* YOUR TASK *
Look in the data below for the line that contains "of the truck". Copy that line and the remaining lines exactly.

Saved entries
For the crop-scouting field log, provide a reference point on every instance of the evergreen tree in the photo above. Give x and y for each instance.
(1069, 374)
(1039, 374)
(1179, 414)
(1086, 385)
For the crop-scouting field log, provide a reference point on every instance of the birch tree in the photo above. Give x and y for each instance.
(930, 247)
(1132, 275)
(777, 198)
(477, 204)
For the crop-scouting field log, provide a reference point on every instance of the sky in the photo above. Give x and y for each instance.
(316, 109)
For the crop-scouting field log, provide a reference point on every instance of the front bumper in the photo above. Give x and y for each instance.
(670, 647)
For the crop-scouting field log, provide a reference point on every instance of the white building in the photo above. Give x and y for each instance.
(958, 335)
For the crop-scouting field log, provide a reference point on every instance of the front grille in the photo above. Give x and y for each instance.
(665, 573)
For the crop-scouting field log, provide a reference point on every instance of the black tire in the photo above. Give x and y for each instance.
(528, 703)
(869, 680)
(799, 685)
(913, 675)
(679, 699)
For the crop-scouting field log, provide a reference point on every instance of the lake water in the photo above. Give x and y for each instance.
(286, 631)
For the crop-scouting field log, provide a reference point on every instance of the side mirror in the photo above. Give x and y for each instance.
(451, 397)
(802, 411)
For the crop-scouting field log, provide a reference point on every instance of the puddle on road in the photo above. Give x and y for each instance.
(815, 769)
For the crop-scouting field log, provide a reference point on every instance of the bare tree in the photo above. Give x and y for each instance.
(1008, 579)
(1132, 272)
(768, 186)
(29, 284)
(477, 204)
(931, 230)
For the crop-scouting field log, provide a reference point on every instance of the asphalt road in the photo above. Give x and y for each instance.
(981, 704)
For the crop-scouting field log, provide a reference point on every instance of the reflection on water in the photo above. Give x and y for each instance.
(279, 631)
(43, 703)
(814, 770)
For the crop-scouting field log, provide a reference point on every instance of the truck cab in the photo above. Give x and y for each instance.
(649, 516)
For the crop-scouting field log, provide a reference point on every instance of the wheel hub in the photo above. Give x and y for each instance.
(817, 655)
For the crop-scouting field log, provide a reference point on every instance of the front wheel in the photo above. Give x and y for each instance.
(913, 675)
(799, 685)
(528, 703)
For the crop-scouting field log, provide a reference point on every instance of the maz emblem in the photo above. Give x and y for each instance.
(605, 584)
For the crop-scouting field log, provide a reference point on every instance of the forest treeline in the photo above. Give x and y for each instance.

* EXPECTED ANSWER *
For the crop-scouting field log, provide a reference point on every instance of the truck cab in the photo above. Give x and y for each instance.
(649, 516)
For the crop-scouting field log, provide a reference point on every instance of the wheel hub in the photo above. Give x and y for each instance.
(817, 655)
For the crop-scouting field log, provide a reference point on every instance of the front wheel in the photo above. Give x and y for each instance.
(913, 675)
(799, 685)
(528, 703)
For the crop-scouting field log, provide a reference point on every instance of the maz emblem in the photo above. Give x and y for each instance.
(605, 584)
For the crop-scouting field log, provide a reference point on every instance of the forest treeline in the photo above. Give x and y for each instance.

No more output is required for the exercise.